GIVEN PROBLEM –
Copy the material below word for word, leaving out the pictures.

EXCERPTED RECORDS –
____

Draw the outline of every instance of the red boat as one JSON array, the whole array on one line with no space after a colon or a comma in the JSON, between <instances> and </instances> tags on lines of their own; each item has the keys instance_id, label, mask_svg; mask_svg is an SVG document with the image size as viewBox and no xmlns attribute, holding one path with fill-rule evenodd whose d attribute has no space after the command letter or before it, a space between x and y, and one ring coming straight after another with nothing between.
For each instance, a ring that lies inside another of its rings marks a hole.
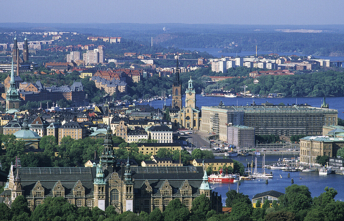
<instances>
[{"instance_id":1,"label":"red boat","mask_svg":"<svg viewBox=\"0 0 344 221\"><path fill-rule=\"evenodd\" d=\"M220 169L218 171L219 174L212 174L208 177L209 182L218 182L219 183L233 183L236 175L234 174L223 174L223 170Z\"/></svg>"}]
</instances>

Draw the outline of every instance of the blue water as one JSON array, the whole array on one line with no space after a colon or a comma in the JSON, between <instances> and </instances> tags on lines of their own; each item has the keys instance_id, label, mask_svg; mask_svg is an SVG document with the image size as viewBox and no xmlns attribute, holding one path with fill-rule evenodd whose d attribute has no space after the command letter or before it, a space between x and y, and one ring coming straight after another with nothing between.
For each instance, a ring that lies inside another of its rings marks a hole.
<instances>
[{"instance_id":1,"label":"blue water","mask_svg":"<svg viewBox=\"0 0 344 221\"><path fill-rule=\"evenodd\" d=\"M196 95L196 106L201 108L202 106L216 106L218 105L221 100L225 105L246 105L247 103L252 103L252 98L225 98L219 97L203 97L200 95ZM183 103L184 98L182 98ZM280 103L283 103L287 105L288 103L291 104L296 103L299 104L307 103L313 107L320 107L322 103L322 97L298 97L298 98L253 98L255 103L257 104L260 104L262 103L268 101L275 104L278 104ZM166 105L171 105L171 98L166 99ZM157 100L152 102L152 106L155 108L162 108L164 101ZM326 102L329 104L330 108L336 109L338 110L338 117L344 119L344 97L328 97L326 98ZM147 103L146 104L150 104Z\"/></svg>"},{"instance_id":2,"label":"blue water","mask_svg":"<svg viewBox=\"0 0 344 221\"><path fill-rule=\"evenodd\" d=\"M197 51L201 52L206 52L209 54L217 57L220 57L222 55L224 56L236 56L237 55L239 56L249 56L256 54L255 51L241 52L237 54L235 53L223 53L219 52L223 48L181 48L184 50L190 50L191 51ZM298 52L272 52L258 51L257 52L258 54L269 54L271 53L276 53L280 55L295 55L298 56L308 56L310 55L306 55ZM331 61L344 60L344 57L330 56L314 56L314 57L319 59L330 59Z\"/></svg>"},{"instance_id":3,"label":"blue water","mask_svg":"<svg viewBox=\"0 0 344 221\"><path fill-rule=\"evenodd\" d=\"M222 100L223 102L226 105L246 105L252 103L252 98L224 98L222 97L202 97L200 95L196 95L196 105L200 108L202 106L213 106L217 105ZM322 98L321 97L299 97L299 98L254 98L256 104L260 104L268 101L275 104L281 102L287 104L296 103L297 99L297 103L302 104L307 103L313 107L320 107L322 104ZM182 100L184 100L184 98ZM166 100L166 105L170 105L171 99L167 99ZM162 108L164 101L157 100L151 102L152 107L155 108ZM344 97L329 97L326 98L326 102L329 104L330 108L331 109L337 109L338 110L338 117L344 119ZM183 103L184 103L183 102ZM145 104L150 104L150 103ZM284 156L279 155L267 155L266 161L277 161L280 157L291 158L296 157L297 155L289 155ZM258 164L261 164L262 156L258 157ZM234 157L233 159L237 160L247 161L251 162L251 156L243 157L238 156ZM260 163L259 162L260 161ZM246 166L246 164L244 164ZM260 169L261 171L261 168ZM269 179L269 183L265 184L265 180L256 179L252 181L245 181L241 182L241 185L239 186L239 191L244 194L248 195L250 199L255 194L273 190L281 192L284 192L286 187L291 185L291 179L294 179L294 184L299 185L305 185L309 188L312 194L312 196L314 197L319 196L320 194L324 192L325 187L329 186L333 187L338 191L338 194L335 197L337 200L344 201L344 190L343 188L343 183L344 181L344 176L338 174L331 174L326 176L319 175L317 172L285 172L281 170L271 170L274 176L272 179ZM270 173L270 170L266 170L266 172ZM288 173L290 174L290 177L287 177ZM282 178L281 178L280 174ZM300 178L302 178L300 179ZM211 185L215 187L214 191L217 192L219 194L221 194L222 199L226 199L226 193L228 191L228 184L221 183L212 184ZM236 183L231 184L230 187L232 189L236 189ZM223 201L224 205L224 201Z\"/></svg>"}]
</instances>

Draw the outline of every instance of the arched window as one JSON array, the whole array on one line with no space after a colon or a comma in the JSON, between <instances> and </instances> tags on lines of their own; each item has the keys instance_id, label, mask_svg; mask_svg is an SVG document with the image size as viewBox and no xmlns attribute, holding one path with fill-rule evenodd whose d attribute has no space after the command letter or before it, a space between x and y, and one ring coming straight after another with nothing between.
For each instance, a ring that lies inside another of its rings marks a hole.
<instances>
[{"instance_id":1,"label":"arched window","mask_svg":"<svg viewBox=\"0 0 344 221\"><path fill-rule=\"evenodd\" d=\"M119 201L119 193L118 190L114 189L111 190L110 200L111 202L118 202Z\"/></svg>"}]
</instances>

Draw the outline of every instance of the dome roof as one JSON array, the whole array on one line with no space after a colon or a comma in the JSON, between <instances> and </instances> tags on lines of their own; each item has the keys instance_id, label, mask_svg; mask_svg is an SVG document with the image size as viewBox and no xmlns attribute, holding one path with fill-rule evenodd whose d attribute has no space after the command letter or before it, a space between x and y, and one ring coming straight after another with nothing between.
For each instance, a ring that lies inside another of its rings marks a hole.
<instances>
[{"instance_id":1,"label":"dome roof","mask_svg":"<svg viewBox=\"0 0 344 221\"><path fill-rule=\"evenodd\" d=\"M13 135L19 139L41 139L38 134L31 130L21 130L18 131Z\"/></svg>"}]
</instances>

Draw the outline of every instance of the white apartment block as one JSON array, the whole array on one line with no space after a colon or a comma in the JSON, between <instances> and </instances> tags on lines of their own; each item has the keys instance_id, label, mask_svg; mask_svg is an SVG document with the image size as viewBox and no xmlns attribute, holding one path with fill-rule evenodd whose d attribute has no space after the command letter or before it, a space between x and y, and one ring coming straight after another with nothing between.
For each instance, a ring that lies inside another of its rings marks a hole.
<instances>
[{"instance_id":1,"label":"white apartment block","mask_svg":"<svg viewBox=\"0 0 344 221\"><path fill-rule=\"evenodd\" d=\"M67 55L67 62L69 63L72 60L80 59L80 53L79 52L71 52L69 54Z\"/></svg>"},{"instance_id":2,"label":"white apartment block","mask_svg":"<svg viewBox=\"0 0 344 221\"><path fill-rule=\"evenodd\" d=\"M226 73L227 72L227 62L223 60L213 62L212 63L212 71Z\"/></svg>"},{"instance_id":3,"label":"white apartment block","mask_svg":"<svg viewBox=\"0 0 344 221\"><path fill-rule=\"evenodd\" d=\"M236 57L235 58L235 66L236 67L243 66L244 65L244 59L241 57Z\"/></svg>"},{"instance_id":4,"label":"white apartment block","mask_svg":"<svg viewBox=\"0 0 344 221\"><path fill-rule=\"evenodd\" d=\"M228 60L226 62L227 69L229 69L232 67L235 67L235 61Z\"/></svg>"}]
</instances>

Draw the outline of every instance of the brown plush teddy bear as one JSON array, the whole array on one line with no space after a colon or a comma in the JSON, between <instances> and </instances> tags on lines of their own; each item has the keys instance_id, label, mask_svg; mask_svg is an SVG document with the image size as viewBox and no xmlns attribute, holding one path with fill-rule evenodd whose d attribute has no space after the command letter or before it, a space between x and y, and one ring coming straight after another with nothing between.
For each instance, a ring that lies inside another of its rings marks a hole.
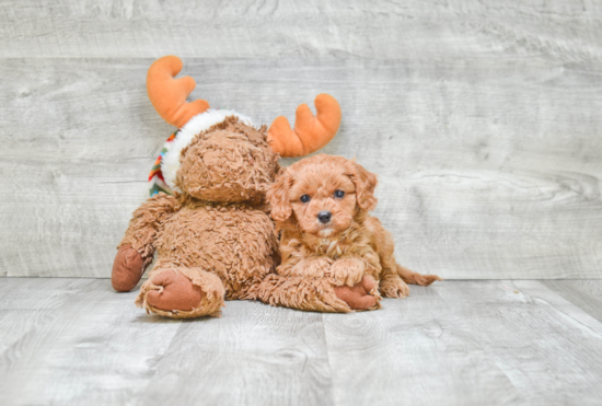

____

ANSWER IN FULL –
Draw the outline of every instance of the red boat as one JSON array, the whole array on one line with no space after a colon or a comma in the JSON, between <instances> and </instances> tags on lines of their own; each item has the keys instance_id, label, mask_svg; mask_svg is an SVG document with the image size as viewBox and no xmlns attribute, holding one path with fill-rule evenodd whose d attribute has no space after the command letter or before it, a space between x and y, and one ring coming straight after another with nothing between.
For each instance, a ring that lies inside another of its rings marks a hole.
<instances>
[{"instance_id":1,"label":"red boat","mask_svg":"<svg viewBox=\"0 0 344 221\"><path fill-rule=\"evenodd\" d=\"M220 169L218 171L219 174L212 174L208 177L209 182L218 182L219 183L233 183L236 175L234 174L223 174L223 170Z\"/></svg>"}]
</instances>

Draw the outline of every instance of the blue water as one JSON array, the whole array on one line with no space after a colon or a comma in the JSON, between <instances> and </instances> tags on lines of their own; each item has the keys instance_id, label, mask_svg; mask_svg is an SVG document with the image size as viewBox and no xmlns attribute, holding one path with fill-rule evenodd whose d attribute has no space after the command letter or before it, a space between x and y, and one ring coming straight after another with nothing between.
For each instance, a ring that lies inside another of its rings marks a hole.
<instances>
[{"instance_id":1,"label":"blue water","mask_svg":"<svg viewBox=\"0 0 344 221\"><path fill-rule=\"evenodd\" d=\"M196 95L196 106L201 108L202 106L216 106L218 105L221 100L225 105L246 105L247 103L252 103L252 98L225 98L219 97L203 97L200 95ZM183 103L184 98L182 98ZM280 103L283 103L287 105L288 103L291 104L296 103L299 104L307 103L313 107L320 107L322 103L322 97L298 97L298 98L253 98L255 103L257 104L260 104L262 103L268 101L275 104L278 104ZM166 105L171 105L171 98L166 99ZM157 100L152 102L152 106L155 108L162 108L164 101ZM326 102L329 104L330 108L336 109L338 110L338 117L344 119L344 97L328 97L326 98ZM147 103L146 104L150 104Z\"/></svg>"},{"instance_id":2,"label":"blue water","mask_svg":"<svg viewBox=\"0 0 344 221\"><path fill-rule=\"evenodd\" d=\"M197 51L201 52L206 52L209 54L217 57L220 57L222 55L224 56L236 56L237 55L239 56L249 56L256 54L255 51L241 52L237 54L235 53L223 53L219 52L223 48L181 48L184 50L190 50L191 51ZM298 52L272 52L258 51L257 52L258 54L269 54L271 53L276 53L280 55L295 55L298 56L308 56L310 55L306 55ZM331 61L344 60L344 57L330 56L314 56L314 57L319 59L330 59Z\"/></svg>"},{"instance_id":3,"label":"blue water","mask_svg":"<svg viewBox=\"0 0 344 221\"><path fill-rule=\"evenodd\" d=\"M222 100L223 102L226 105L246 105L252 103L252 98L224 98L222 97L202 97L200 95L196 95L196 105L200 108L202 106L213 106L217 105ZM322 98L321 97L299 97L299 98L254 98L256 104L260 104L268 101L275 104L281 102L287 104L296 103L297 99L297 103L302 104L307 103L313 107L320 107L322 104ZM182 100L184 100L184 98ZM166 100L166 105L170 105L171 99L167 99ZM162 108L164 101L157 100L151 102L152 107L155 108ZM344 97L329 97L326 98L326 102L329 104L330 108L331 109L337 109L338 110L338 117L344 119ZM183 103L184 103L183 102ZM145 104L150 104L150 103ZM284 156L279 155L267 155L266 161L277 161L280 157L291 158L296 157L297 155L289 155ZM258 164L261 164L262 156L258 157ZM234 157L233 159L237 160L247 161L251 162L251 156L243 157L238 156ZM260 163L259 162L260 161ZM246 166L246 164L244 164ZM260 169L261 171L261 168ZM269 179L269 183L265 184L265 180L256 179L252 181L245 181L241 182L241 185L239 186L239 191L244 194L248 195L250 199L255 194L273 190L281 192L284 192L286 187L291 185L291 179L294 179L294 184L299 185L305 185L309 188L312 194L312 196L314 197L319 196L320 194L324 192L325 187L329 186L333 187L338 191L338 194L335 197L337 200L344 201L344 190L343 188L343 183L344 181L344 176L338 174L331 174L326 176L319 175L317 172L285 172L281 170L271 170L274 176L272 179ZM270 173L270 170L266 170L266 172ZM288 173L290 174L290 177L287 177ZM282 178L281 178L280 174ZM300 178L302 178L300 179ZM211 185L215 187L214 191L217 192L219 194L221 194L222 199L226 199L226 193L228 191L228 184L221 183L212 184ZM236 183L231 184L230 187L232 189L236 189ZM223 201L224 205L224 201Z\"/></svg>"}]
</instances>

Draw the outline of every instance of the arched window as one JSON array, the whole array on one line with no space after a colon or a comma in the JSON, between <instances> and </instances> tags on lines of their own; each item has the keys instance_id, label, mask_svg; mask_svg is an SVG document with the image size as viewBox and no xmlns attribute, holding one path with fill-rule evenodd whose d attribute has no space after the command letter or before it, a space between x and y, and one ring coming straight after another with nothing between.
For each instance, a ring that lies inside another of its rings marks a hole.
<instances>
[{"instance_id":1,"label":"arched window","mask_svg":"<svg viewBox=\"0 0 344 221\"><path fill-rule=\"evenodd\" d=\"M119 201L119 193L118 190L114 189L111 190L110 200L111 202L118 202Z\"/></svg>"}]
</instances>

Draw the outline of every instance of the dome roof as one JSON array, the whole array on one line with no space after a colon or a comma in the JSON, between <instances> and </instances> tags on lines of their own; each item has the keys instance_id, label, mask_svg; mask_svg is an SVG document with the image size as viewBox and no xmlns attribute, holding one path with fill-rule evenodd whose d attribute has no space after the command letter or before it, a space between x and y, and one ring coming straight after another with nothing between.
For each instance, a ring that lies inside another of its rings marks a hole.
<instances>
[{"instance_id":1,"label":"dome roof","mask_svg":"<svg viewBox=\"0 0 344 221\"><path fill-rule=\"evenodd\" d=\"M13 135L19 139L41 139L38 134L31 130L21 130L18 131Z\"/></svg>"}]
</instances>

Draw the outline of every instance of the white apartment block as one JSON array, the whole array on one line with no space after a colon or a comma in the JSON, between <instances> and </instances> tags on lines of their own; each item has the keys instance_id, label, mask_svg; mask_svg is an SVG document with the image size as viewBox and no xmlns attribute, holding one path with fill-rule evenodd whose d attribute has no space after the command letter or before it, a space between x and y, and one ring coming straight after another with nothing between.
For each instance, a ring that lies inside another of its rings marks a hole.
<instances>
[{"instance_id":1,"label":"white apartment block","mask_svg":"<svg viewBox=\"0 0 344 221\"><path fill-rule=\"evenodd\" d=\"M67 55L67 62L69 63L72 60L80 59L80 53L79 52L71 52L69 54Z\"/></svg>"},{"instance_id":2,"label":"white apartment block","mask_svg":"<svg viewBox=\"0 0 344 221\"><path fill-rule=\"evenodd\" d=\"M226 73L227 72L227 62L223 60L213 62L212 63L212 71Z\"/></svg>"},{"instance_id":3,"label":"white apartment block","mask_svg":"<svg viewBox=\"0 0 344 221\"><path fill-rule=\"evenodd\" d=\"M236 57L235 58L235 66L236 67L243 66L244 65L244 59L241 57Z\"/></svg>"},{"instance_id":4,"label":"white apartment block","mask_svg":"<svg viewBox=\"0 0 344 221\"><path fill-rule=\"evenodd\" d=\"M228 60L226 62L227 69L229 69L232 67L235 67L235 61Z\"/></svg>"}]
</instances>

Draw the outline of every instance of the brown plush teddy bear as one JSON array, the whole array on one line with no space after a colon or a comma in the JSON, between <instances> and </instances> tags on lines of their own; each item has the keys instance_id, label, mask_svg; mask_svg is an SVG document with the image size as viewBox and no xmlns attribute, holding one path with fill-rule evenodd whose d attribute has no space after the command letter or before it, a space between x and y, and one ring coming straight after another with nothing between.
For each instance, a ring that lies inside another of its rings marks a hole.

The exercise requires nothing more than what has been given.